[Work instructions]:
Each record below must be written out exactly as given.

-- Records for the task follows --

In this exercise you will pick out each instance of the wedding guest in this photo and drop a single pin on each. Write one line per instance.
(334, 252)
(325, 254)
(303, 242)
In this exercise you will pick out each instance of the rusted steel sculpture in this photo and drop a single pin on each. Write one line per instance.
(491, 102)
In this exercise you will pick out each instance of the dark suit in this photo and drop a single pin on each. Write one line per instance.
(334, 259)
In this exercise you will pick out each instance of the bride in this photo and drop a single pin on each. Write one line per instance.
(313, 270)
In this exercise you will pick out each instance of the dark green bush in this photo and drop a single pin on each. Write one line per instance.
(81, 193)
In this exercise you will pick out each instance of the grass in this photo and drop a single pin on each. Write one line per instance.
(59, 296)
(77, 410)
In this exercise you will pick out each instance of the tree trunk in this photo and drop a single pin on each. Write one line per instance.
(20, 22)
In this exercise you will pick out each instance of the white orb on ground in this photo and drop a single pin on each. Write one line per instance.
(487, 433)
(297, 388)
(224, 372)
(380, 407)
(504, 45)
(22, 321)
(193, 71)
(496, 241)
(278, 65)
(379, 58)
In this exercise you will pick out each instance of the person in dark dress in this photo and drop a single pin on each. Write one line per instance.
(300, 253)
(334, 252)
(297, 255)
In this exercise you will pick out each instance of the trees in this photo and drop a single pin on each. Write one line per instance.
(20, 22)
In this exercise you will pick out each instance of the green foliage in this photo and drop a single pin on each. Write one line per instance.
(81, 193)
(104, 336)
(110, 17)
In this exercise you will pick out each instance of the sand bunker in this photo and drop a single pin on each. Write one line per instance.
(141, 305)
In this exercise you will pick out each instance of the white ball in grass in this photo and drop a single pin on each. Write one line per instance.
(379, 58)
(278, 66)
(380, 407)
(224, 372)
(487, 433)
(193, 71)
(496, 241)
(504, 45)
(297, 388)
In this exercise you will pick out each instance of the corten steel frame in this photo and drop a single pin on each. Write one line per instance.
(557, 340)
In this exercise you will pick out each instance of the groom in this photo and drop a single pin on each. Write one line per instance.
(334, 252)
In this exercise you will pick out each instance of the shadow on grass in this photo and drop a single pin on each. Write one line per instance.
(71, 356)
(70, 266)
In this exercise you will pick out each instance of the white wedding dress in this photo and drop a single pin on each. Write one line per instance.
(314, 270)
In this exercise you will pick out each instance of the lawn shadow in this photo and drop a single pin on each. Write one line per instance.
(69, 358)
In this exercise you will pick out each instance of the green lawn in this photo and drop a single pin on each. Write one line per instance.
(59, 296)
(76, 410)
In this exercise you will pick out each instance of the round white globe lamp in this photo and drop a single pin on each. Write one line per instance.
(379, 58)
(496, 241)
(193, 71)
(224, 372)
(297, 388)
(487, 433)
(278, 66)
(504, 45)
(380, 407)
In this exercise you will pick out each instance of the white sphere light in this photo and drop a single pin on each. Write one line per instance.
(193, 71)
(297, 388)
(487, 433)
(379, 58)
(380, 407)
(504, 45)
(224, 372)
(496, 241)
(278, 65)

-- Records for the task concluded --

[Solution]:
In this exercise you will pick out each instance of the wedding guest in this photo and drop a single pin on each. Write one line per instance.
(334, 252)
(325, 254)
(303, 242)
In this exercise you will pick out each instance of the rusted steel sculpture in this photo and drop a single pin on each. Write one line per instance.
(491, 102)
In this exercise you will pick out each instance of the dark suit in this photo and drop a single pin on each. Write one line per instance.
(334, 259)
In this exercise you will pick out each instance of the bride in this photo and drop a single pin on each. Write one line per instance.
(313, 270)
In this exercise you will pick out each instance of the dark green bush in this photo and drop a single pin on each. Write one line per instance.
(81, 193)
In this exercise you will pick out each instance of the grass in this photo and drop a single pin on each. Write one line per instance.
(59, 296)
(77, 410)
In this exercise you will pick out each instance of the tree trunk in this photo and drop a single pin on each. Write one line per instance.
(20, 22)
In this exercise you will pick out each instance of the white orb on ground in this photo and drop a single pin on each. Write one line per instance.
(487, 433)
(297, 388)
(224, 372)
(380, 407)
(504, 45)
(22, 321)
(193, 71)
(496, 241)
(278, 65)
(379, 58)
In this exercise you will pick out each instance of the person in dark dress in this photo and drop a single pin on each. Write one line per instance.
(300, 253)
(334, 252)
(297, 255)
In this exercise you will pick out each instance of the trees in this photo and drop a single pin on each. Write one line per instance.
(20, 22)
In this exercise you will pick out each instance of the green foliage in this photo and drop a single pin on each. Write one line per instance.
(81, 193)
(104, 336)
(110, 17)
In this exercise you will pick out each instance of the sand bunker in this photo and drop a single pin on each. Write one line per instance.
(141, 305)
In this exercise you will pick out each instance of the white ball in grass in this photo and drop a single pin on each. Write one line per instance.
(379, 58)
(278, 66)
(380, 407)
(224, 372)
(487, 433)
(193, 71)
(496, 241)
(504, 45)
(297, 388)
In this exercise you will pick out each instance of the corten steel frame in this photo and drop a single pin on each. Write one line per instance.
(557, 340)
In this exercise you will pick out each instance of the groom in this photo and drop a single pin on each. Write one line per instance.
(334, 252)
In this exercise you will pick out each instance of the shadow on grass in this photo and drop a single pin on each. Write one line per instance.
(71, 356)
(70, 266)
In this exercise you will pick out each instance of the white wedding dress in this photo and drop a single pin on each. Write one line per instance.
(314, 270)
In this exercise you will pick out each instance of the lawn shadow in this photo and drop a single pin on each. Write one line per instance.
(69, 358)
In this exercise you will pick out each instance of the green lawn in this photo and drop a single pin on each. Write one line per instance.
(59, 296)
(76, 410)
In this exercise you will pick out each instance of the round white globe lamp in this photo and drop a single pin on each. Write one line per instance.
(379, 58)
(496, 241)
(193, 71)
(224, 372)
(297, 388)
(487, 433)
(278, 66)
(504, 45)
(380, 407)
In this exercise you will pick out each instance of the white sphere light in this photo and drop a single pin on each. Write one line per instance.
(193, 71)
(297, 388)
(487, 433)
(379, 58)
(380, 407)
(504, 45)
(224, 372)
(496, 241)
(278, 65)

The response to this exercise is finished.